**Your task:**
For this exercise, restate word for word only the lines from the one containing "Target: white photo border" through the last line below. Pictures do not get copied.

**Exercise data:**

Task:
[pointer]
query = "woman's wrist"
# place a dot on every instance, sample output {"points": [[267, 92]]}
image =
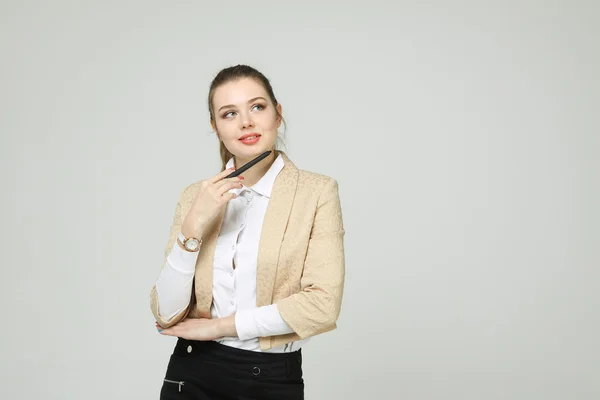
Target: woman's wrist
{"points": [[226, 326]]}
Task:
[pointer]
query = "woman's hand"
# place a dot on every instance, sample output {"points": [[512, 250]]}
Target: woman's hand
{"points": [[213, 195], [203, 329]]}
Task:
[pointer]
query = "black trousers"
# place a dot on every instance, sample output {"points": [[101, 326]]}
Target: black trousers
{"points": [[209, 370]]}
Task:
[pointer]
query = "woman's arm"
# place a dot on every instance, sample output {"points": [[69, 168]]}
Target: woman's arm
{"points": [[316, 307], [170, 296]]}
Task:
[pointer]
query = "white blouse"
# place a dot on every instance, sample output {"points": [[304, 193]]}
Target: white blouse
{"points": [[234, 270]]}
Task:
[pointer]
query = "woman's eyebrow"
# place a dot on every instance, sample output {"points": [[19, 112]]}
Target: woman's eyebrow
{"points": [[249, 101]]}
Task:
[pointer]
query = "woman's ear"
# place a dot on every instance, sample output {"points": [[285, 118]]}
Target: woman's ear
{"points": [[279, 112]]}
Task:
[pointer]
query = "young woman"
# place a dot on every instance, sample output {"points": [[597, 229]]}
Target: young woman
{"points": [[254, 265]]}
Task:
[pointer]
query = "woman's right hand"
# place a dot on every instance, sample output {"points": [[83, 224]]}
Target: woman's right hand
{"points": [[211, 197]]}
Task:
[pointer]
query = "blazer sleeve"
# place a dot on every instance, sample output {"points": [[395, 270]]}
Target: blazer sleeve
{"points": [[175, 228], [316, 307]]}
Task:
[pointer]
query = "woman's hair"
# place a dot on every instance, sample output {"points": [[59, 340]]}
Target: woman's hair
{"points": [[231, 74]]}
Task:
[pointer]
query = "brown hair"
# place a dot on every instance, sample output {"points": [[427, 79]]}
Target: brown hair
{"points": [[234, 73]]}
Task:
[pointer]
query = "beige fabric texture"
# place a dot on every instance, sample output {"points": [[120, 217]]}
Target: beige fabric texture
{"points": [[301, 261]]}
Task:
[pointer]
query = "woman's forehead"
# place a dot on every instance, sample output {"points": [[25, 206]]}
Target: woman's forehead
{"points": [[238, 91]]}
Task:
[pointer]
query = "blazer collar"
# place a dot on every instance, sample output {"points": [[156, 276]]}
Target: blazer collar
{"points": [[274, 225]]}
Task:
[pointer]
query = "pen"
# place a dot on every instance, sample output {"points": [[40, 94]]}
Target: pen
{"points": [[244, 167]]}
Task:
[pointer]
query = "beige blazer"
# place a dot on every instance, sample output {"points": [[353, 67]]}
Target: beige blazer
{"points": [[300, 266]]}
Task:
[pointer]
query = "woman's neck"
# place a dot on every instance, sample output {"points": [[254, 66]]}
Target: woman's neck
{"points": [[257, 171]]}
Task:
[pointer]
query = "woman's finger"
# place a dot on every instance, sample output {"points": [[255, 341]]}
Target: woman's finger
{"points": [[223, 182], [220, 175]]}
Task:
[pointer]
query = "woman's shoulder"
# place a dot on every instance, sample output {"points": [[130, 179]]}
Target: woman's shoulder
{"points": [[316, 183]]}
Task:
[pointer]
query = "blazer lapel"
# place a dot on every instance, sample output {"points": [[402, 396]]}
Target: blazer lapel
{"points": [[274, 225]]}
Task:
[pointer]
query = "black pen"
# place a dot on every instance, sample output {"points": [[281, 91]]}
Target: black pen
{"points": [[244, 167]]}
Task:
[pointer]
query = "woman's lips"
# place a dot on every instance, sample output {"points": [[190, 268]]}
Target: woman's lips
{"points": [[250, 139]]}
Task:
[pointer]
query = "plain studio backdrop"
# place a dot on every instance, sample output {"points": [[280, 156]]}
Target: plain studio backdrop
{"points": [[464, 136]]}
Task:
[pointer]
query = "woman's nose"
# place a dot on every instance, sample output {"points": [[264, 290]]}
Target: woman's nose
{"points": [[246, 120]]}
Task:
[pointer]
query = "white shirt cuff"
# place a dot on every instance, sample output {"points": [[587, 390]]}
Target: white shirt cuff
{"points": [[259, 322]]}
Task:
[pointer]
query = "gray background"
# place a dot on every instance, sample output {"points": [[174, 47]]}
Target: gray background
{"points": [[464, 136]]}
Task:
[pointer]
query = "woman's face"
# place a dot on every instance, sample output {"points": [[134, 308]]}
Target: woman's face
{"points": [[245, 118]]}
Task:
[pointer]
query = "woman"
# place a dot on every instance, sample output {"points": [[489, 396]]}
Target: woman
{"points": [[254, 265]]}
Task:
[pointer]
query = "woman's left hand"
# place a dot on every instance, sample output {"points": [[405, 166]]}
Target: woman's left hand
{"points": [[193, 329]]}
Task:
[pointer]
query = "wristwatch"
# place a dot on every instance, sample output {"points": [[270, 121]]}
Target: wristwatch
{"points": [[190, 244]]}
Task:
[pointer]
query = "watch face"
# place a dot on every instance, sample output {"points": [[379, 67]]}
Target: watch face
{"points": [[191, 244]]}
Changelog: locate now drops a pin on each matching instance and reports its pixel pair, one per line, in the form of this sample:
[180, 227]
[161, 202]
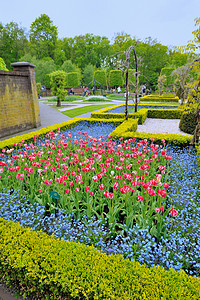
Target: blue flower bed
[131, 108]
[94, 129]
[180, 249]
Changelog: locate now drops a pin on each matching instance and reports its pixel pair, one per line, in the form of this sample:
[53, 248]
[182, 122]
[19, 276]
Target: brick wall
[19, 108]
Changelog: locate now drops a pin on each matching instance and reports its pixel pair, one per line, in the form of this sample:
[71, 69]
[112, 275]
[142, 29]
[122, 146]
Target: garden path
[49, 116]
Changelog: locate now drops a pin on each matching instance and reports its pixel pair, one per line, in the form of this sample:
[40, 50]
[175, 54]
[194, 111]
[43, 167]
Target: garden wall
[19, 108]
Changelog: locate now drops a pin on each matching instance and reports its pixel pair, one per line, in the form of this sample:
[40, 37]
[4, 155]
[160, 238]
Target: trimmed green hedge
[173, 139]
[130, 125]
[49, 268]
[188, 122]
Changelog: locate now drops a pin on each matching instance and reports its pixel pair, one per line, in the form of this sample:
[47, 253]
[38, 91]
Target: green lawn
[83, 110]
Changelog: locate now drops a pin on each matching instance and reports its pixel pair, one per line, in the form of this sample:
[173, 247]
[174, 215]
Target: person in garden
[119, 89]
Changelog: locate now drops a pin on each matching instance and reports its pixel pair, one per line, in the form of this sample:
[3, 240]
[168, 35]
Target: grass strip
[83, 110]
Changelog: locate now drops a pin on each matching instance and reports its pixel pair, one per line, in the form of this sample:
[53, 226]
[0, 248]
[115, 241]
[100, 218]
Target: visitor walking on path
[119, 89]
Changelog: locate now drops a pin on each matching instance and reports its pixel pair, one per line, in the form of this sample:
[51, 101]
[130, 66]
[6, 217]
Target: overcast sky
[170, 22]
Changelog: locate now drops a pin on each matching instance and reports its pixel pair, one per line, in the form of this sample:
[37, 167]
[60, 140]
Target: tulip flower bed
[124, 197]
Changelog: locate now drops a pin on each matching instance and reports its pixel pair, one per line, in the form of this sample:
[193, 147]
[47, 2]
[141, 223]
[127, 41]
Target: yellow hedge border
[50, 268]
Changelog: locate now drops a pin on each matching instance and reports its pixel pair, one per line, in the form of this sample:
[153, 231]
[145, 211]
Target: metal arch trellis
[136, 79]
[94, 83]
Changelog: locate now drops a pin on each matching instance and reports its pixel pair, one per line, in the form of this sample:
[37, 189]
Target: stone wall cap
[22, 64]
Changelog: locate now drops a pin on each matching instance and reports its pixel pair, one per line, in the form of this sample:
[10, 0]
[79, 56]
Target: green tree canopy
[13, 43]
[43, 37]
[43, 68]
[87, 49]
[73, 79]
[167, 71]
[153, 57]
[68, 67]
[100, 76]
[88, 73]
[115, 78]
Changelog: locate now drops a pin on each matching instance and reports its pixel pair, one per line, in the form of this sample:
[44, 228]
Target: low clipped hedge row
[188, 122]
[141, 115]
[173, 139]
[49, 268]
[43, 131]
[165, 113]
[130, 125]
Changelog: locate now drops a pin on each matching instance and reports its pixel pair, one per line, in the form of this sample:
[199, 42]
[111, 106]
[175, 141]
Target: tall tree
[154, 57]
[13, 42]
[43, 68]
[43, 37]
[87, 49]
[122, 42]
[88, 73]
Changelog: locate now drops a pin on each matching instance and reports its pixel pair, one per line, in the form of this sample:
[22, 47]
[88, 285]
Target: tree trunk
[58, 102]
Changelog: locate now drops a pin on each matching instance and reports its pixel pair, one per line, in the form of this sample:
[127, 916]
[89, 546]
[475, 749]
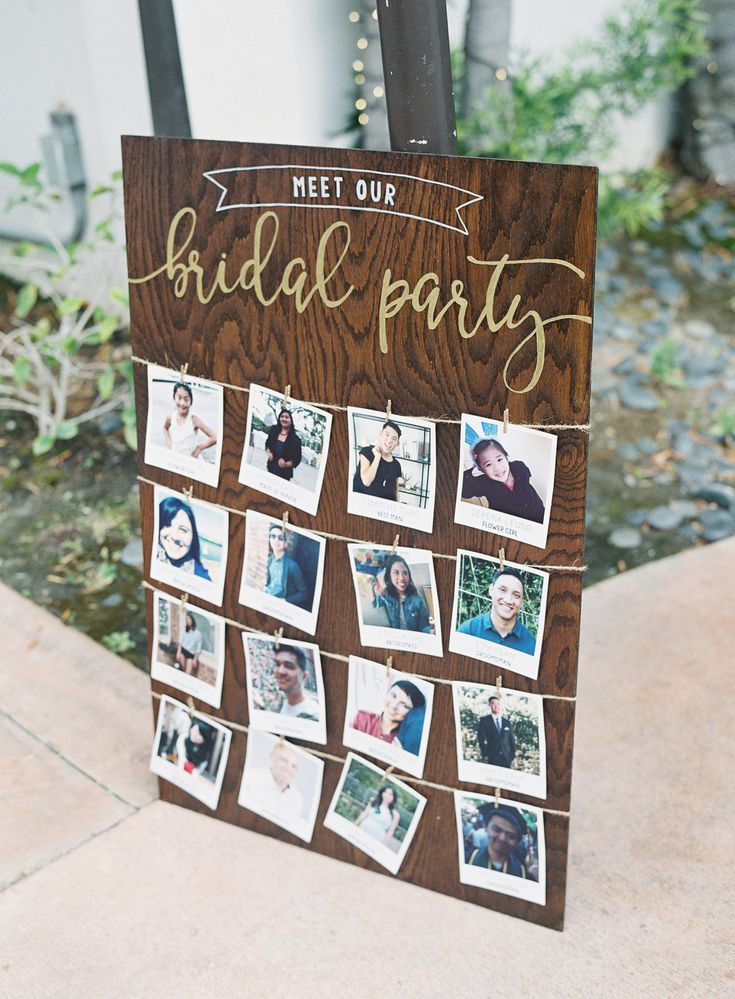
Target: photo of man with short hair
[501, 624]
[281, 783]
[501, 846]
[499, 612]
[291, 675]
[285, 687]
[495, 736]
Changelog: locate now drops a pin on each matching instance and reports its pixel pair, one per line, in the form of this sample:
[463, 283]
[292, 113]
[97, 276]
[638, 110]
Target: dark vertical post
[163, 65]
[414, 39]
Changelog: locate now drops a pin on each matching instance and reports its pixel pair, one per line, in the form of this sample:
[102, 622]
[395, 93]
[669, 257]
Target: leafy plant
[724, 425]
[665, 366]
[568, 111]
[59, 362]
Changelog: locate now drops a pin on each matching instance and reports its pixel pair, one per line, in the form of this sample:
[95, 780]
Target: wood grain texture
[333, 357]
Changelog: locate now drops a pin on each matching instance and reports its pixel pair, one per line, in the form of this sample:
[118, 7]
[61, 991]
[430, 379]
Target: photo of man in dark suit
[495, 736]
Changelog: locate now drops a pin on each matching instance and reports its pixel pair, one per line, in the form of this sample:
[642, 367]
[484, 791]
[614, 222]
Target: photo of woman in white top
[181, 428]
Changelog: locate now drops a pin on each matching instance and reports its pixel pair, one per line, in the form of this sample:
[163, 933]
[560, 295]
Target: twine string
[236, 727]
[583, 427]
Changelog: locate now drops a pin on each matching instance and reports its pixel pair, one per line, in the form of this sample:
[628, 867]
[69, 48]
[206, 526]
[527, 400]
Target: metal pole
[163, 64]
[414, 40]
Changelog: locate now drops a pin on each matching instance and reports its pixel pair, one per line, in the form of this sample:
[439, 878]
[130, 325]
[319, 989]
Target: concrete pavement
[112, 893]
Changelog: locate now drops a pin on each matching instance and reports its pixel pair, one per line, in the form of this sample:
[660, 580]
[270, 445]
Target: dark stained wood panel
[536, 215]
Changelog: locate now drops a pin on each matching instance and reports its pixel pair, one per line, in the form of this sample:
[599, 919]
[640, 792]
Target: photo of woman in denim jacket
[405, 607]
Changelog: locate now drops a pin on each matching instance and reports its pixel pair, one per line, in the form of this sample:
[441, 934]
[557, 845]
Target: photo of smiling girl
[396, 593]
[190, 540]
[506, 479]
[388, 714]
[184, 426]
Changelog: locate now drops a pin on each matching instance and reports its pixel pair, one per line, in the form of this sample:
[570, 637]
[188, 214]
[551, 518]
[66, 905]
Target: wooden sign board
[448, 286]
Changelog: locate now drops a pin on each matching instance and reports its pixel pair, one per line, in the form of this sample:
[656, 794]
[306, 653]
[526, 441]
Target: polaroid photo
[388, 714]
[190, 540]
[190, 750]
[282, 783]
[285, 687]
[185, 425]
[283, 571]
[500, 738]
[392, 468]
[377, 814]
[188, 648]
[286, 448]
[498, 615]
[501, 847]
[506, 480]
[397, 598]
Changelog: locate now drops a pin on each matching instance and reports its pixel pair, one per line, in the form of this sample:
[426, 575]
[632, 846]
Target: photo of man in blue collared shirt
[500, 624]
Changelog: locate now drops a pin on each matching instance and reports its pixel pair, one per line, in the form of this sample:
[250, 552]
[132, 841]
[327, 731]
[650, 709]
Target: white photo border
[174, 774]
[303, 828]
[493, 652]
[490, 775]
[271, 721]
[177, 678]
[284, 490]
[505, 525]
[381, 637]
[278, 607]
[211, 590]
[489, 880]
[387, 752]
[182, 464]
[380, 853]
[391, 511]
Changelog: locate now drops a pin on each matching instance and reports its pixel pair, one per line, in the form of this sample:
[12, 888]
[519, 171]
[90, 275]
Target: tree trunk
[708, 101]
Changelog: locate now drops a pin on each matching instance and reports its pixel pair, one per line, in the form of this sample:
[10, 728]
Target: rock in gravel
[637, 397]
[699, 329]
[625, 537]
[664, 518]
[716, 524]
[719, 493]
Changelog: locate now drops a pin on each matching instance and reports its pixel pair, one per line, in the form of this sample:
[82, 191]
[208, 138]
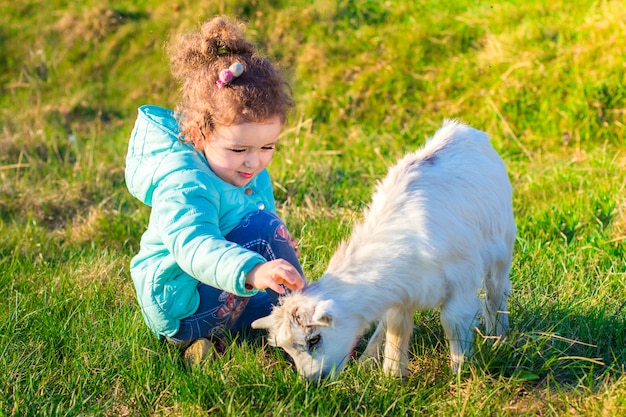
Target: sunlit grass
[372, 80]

**Reply to the exercise:**
Target: white photo border
[174, 774]
[303, 828]
[493, 652]
[490, 775]
[271, 721]
[177, 678]
[284, 490]
[505, 525]
[381, 637]
[278, 607]
[211, 590]
[489, 880]
[387, 752]
[182, 464]
[380, 853]
[391, 511]
Changelog: locate now drops a pin on each matching instance and reports its pixel pair, one per line, in the form of this sample:
[12, 888]
[519, 171]
[90, 275]
Target: tree trunk
[708, 101]
Changelog: locate now drops a pin on each matching instance and reports its pixel pair, one per line, in the form of this sample:
[10, 728]
Target: rock in gravel
[637, 397]
[699, 329]
[625, 537]
[664, 518]
[716, 524]
[719, 493]
Changelog: locate now drops a pin on each matching instance and reports its pixel pair, one per line, in the form of this sample:
[82, 191]
[208, 138]
Target: sunlit grass
[372, 80]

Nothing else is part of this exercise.